Tasks to carry out:
a) Duplicate, word for word, the part of the Accuma excerpt that opens with the words containing "The Group is" and closes with "registered in 2004.".
b) For each statement below, say whether it agrees with the Accuma excerpt, answering yes or no and quoting the deciding words: (i) Future contracted revenue rose from £5.4m at the end of July 2005 to £11.1m at the end of December 2005. (ii) Supervisory fees carry an average gross profit margin of 60%. (iii) 10,752 IVAs were registered in 2005.

Possibly Accuma (ACG) on a dip, P/E is lower than others in the sector, some pension funds have been buying it recently which gives it credibility. Unfortunately it has been tipped since i bought it in both investors chronicle and the daily mail (probably a kiss of death :ph34r: ). Bought some start of November at 170p currently trading around 240 :D , i'm tempted to buy more.

New IVA case numbers

Accuma's run rate has increased significantly over the past year as shown below:

New IVAs Monthly Case Run Rate

2004 2005

3 months to March 20 37

3 months to June 31 84

3 months to September 50 126

3 months to December 47 186

The above figures show a threefold increase in our case run rate year on year

and a fourfold increase in the last quarter.

The Group is now profitable and has increased its future contracted revenue from

£5.4m at the end of July 2005 to £11.1m at the end of December 2005. This

revenue will have a significant positive effect on the profitability of the

Group as supervisory fees have an average 80% gross profit margin.

Market continues strong growth

The IVA market continues to grow at a significant pace with 2005 year on year

growth expected to show a near doubling of the 10,752 IVAs registered in 2004.

With nearly 2,500 IVAs registered in November 2005 alone, it is predicted that

2006 will see this growth continue.

Listed records:
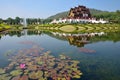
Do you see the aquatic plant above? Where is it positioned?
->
[0,68,5,74]
[0,74,11,80]
[10,70,22,76]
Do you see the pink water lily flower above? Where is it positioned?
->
[20,64,25,69]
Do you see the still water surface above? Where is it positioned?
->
[0,31,120,80]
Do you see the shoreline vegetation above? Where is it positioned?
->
[0,23,120,33]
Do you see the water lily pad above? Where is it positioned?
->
[10,70,22,76]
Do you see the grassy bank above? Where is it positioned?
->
[35,24,120,33]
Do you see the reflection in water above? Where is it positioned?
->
[0,29,120,47]
[0,45,82,80]
[0,30,120,80]
[79,48,96,53]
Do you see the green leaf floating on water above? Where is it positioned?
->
[0,68,5,74]
[10,70,22,76]
[0,74,11,80]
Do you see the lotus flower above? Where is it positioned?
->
[20,64,25,69]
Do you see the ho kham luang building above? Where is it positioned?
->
[51,6,108,23]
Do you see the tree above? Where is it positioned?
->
[15,17,21,24]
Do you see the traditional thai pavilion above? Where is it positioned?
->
[51,6,108,24]
[68,6,91,19]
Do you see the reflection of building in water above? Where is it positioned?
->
[67,36,90,47]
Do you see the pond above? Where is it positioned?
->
[0,30,120,80]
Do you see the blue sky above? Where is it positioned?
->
[0,0,120,18]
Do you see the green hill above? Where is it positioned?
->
[47,9,109,19]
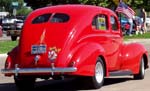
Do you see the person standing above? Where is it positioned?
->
[140,8,147,33]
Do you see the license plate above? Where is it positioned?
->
[31,45,46,54]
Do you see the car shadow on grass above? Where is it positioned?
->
[0,77,132,91]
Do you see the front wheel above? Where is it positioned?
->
[134,57,145,79]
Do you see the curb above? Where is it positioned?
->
[0,54,7,57]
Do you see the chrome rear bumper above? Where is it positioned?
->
[1,67,77,76]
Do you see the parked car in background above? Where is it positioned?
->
[146,17,150,27]
[0,25,3,37]
[1,5,148,91]
[2,18,17,31]
[7,20,24,41]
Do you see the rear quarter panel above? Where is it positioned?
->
[121,43,148,74]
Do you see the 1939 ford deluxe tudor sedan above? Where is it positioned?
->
[1,5,148,88]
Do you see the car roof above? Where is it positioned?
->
[28,4,114,17]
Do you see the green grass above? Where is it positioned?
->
[0,40,18,54]
[124,32,150,40]
[0,32,150,54]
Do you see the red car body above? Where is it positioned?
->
[2,5,148,88]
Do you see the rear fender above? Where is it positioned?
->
[5,46,18,69]
[121,43,148,74]
[69,42,107,76]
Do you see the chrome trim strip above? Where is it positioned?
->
[1,67,77,75]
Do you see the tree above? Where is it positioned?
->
[24,0,150,11]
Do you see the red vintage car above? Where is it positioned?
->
[1,5,148,88]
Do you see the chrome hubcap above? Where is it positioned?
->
[141,58,145,75]
[95,62,104,83]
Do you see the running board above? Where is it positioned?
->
[109,70,133,76]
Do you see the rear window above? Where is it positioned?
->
[50,13,69,23]
[32,13,69,24]
[32,14,51,24]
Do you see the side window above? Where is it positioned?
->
[110,16,118,31]
[92,14,108,30]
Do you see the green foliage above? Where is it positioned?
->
[0,41,18,54]
[17,7,32,16]
[24,0,150,11]
[124,32,150,39]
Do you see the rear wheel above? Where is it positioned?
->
[11,36,17,41]
[14,77,35,91]
[89,58,105,89]
[134,57,145,79]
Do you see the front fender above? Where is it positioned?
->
[72,42,105,76]
[122,43,148,74]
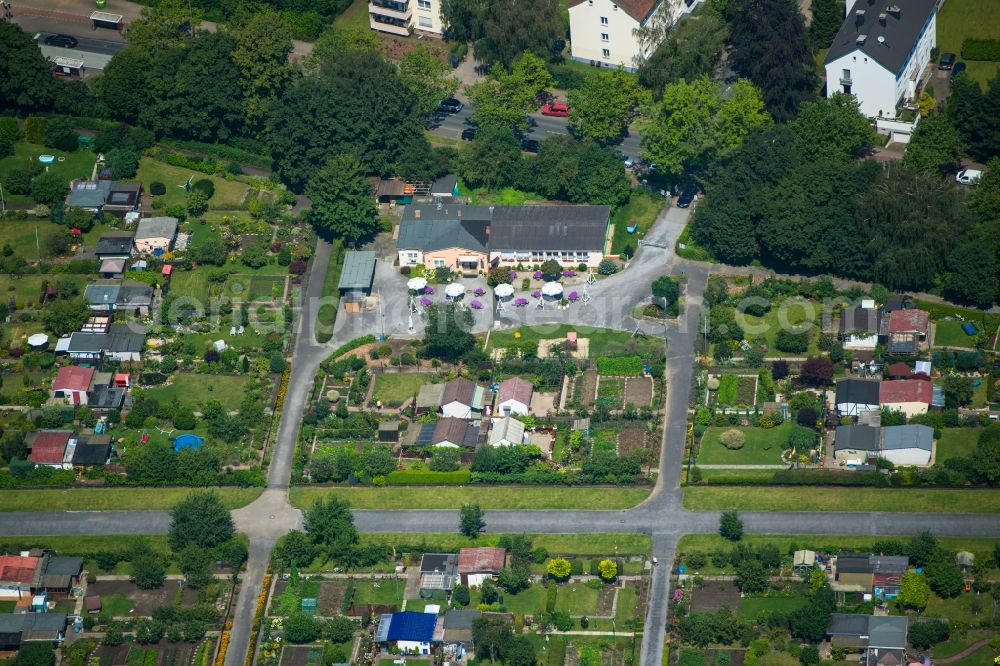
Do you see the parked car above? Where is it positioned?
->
[542,102,569,118]
[955,169,983,185]
[45,35,76,49]
[677,183,698,208]
[438,97,462,113]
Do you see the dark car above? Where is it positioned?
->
[45,35,76,49]
[677,183,698,208]
[438,97,462,113]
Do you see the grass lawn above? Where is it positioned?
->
[288,486,648,511]
[736,298,821,358]
[145,372,249,411]
[677,534,995,556]
[372,373,431,407]
[364,532,651,556]
[684,486,1000,513]
[352,578,406,606]
[487,324,662,358]
[615,585,639,622]
[608,192,665,255]
[101,594,134,617]
[135,157,250,210]
[935,428,982,465]
[739,597,809,620]
[698,421,794,465]
[556,583,600,616]
[934,319,978,349]
[937,0,1000,88]
[0,488,264,510]
[0,141,97,203]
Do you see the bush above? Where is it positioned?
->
[719,430,747,451]
[597,259,618,275]
[191,178,215,199]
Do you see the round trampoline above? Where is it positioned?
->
[174,433,205,451]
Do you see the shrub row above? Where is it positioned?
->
[962,37,1000,60]
[385,469,471,486]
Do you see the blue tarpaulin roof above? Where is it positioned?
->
[386,611,437,643]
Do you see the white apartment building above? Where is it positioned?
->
[569,0,701,72]
[368,0,444,37]
[824,0,937,119]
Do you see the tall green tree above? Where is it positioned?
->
[809,0,844,49]
[468,53,552,130]
[642,77,771,176]
[303,496,358,560]
[567,69,649,143]
[638,5,729,98]
[459,126,522,189]
[170,490,236,551]
[903,113,965,173]
[233,9,292,129]
[125,0,202,50]
[306,153,378,242]
[397,46,459,114]
[727,0,817,121]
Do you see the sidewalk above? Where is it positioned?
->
[12,0,313,58]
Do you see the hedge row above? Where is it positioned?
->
[385,469,471,486]
[962,37,1000,60]
[597,356,643,377]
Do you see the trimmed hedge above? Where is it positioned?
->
[385,469,471,486]
[962,37,1000,60]
[597,356,643,377]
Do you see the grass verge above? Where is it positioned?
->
[0,488,264,511]
[288,486,652,511]
[361,532,652,557]
[684,486,1000,513]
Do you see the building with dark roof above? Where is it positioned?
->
[824,0,937,118]
[833,425,881,465]
[0,613,66,650]
[834,379,879,416]
[490,205,611,268]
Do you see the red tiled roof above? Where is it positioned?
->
[497,377,535,405]
[28,430,73,464]
[889,362,913,377]
[458,547,507,574]
[878,379,934,405]
[569,0,659,22]
[889,310,930,335]
[52,365,94,391]
[0,555,41,583]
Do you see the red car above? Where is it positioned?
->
[542,102,569,118]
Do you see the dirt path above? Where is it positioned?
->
[934,638,990,664]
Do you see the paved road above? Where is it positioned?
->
[7,208,1000,666]
[431,102,642,158]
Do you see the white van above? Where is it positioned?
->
[955,169,983,185]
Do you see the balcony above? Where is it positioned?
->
[368,0,413,25]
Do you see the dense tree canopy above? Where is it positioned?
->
[728,0,817,120]
[642,77,771,176]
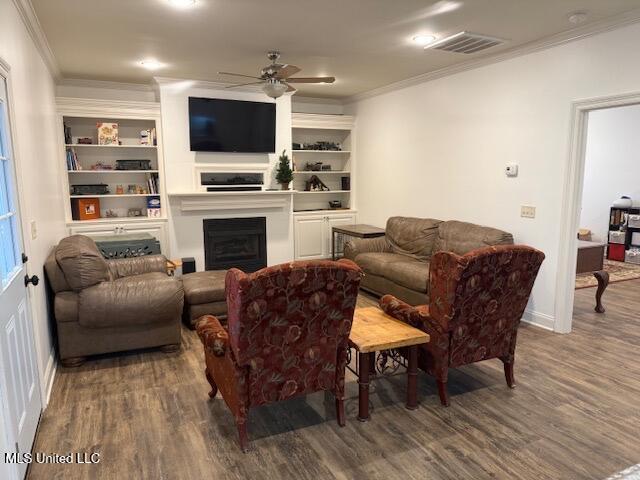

Task-by-task answers:
a)
The Group is now profitable and has increased its future contracted revenue from

£5.4m at the end of July 2005 to £11.1m at the end of December 2005. This

revenue will have a significant positive effect on the profitability of the

Group as supervisory fees have an average 80% gross profit margin.

Market continues strong growth

The IVA market continues to grow at a significant pace with 2005 year on year

growth expected to show a near doubling of the 10,752 IVAs registered in 2004.

b)
(i) Yes: "£5.4m at the end of July 2005 to £11.1m at the end of December 2005"
(ii) No: "supervisory fees have an average 80% gross profit margin"
(iii) No: "a near doubling of the 10,752 IVAs registered in 2004"